--- Start of EXCERPTED DATA ---

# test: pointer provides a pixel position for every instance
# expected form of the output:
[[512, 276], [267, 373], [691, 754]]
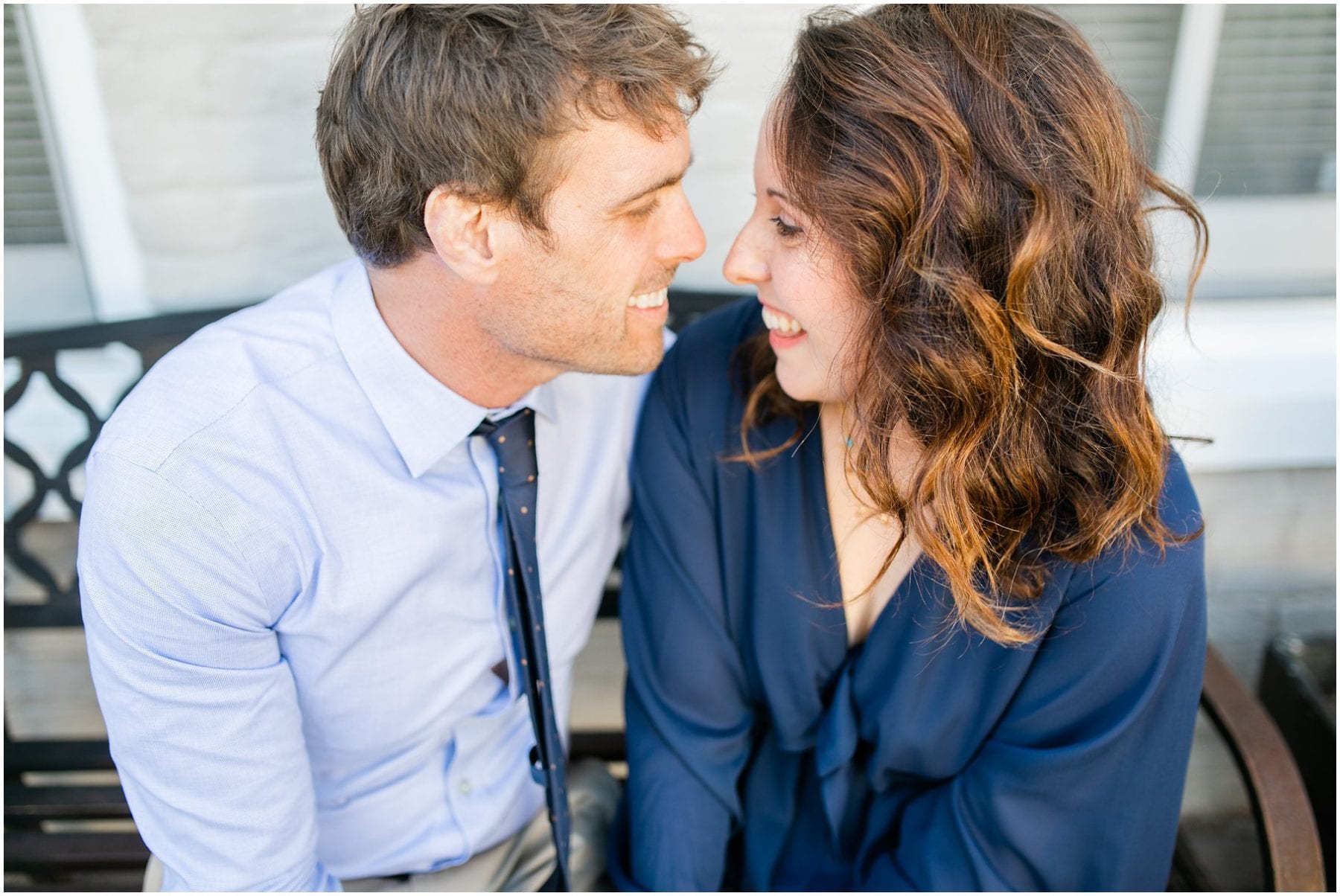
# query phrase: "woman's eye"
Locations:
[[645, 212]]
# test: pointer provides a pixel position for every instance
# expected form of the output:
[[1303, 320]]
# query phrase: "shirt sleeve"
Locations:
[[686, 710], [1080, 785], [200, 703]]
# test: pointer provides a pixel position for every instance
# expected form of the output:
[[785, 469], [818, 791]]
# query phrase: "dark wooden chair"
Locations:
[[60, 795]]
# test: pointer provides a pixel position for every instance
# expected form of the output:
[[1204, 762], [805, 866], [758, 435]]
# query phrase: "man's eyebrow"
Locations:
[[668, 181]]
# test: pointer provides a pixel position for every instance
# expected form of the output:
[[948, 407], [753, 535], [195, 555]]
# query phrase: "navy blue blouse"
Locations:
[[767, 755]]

--- End of EXCERPTED DATA ---

GOAL
Can you write out all of the data above again, switching every "Locations" to "Points" and changing nothing else? Leave the pictures out.

REPLY
# test: pointer provides a pixel position for every instance
# expected form of the output:
[[512, 276], [267, 373], [691, 754]]
# query phrase: "woman's eye"
Points:
[[645, 212]]
# test: pointer provides a pixel position for every instance
# expected form of the output:
[[1303, 320]]
# query phrase: "shirt sleeve"
Points:
[[686, 710], [1080, 785], [200, 703]]
# test: pointer provides a pixel position for every instance
# expected form of the output:
[[785, 469], [818, 791]]
# query phrase: "dark wooden chair"
Points:
[[60, 795]]
# test: pointer provides a pixel position for every instance
# expected form of the output:
[[1204, 762], [805, 866], [758, 435]]
# query phrase: "man's eyebrow"
Points:
[[668, 181]]
# test: pointer provides a pixel position for every instance
# expected form of the output:
[[948, 407], [753, 535], [195, 555]]
# query phrase: "navy blue blouse"
Points:
[[767, 755]]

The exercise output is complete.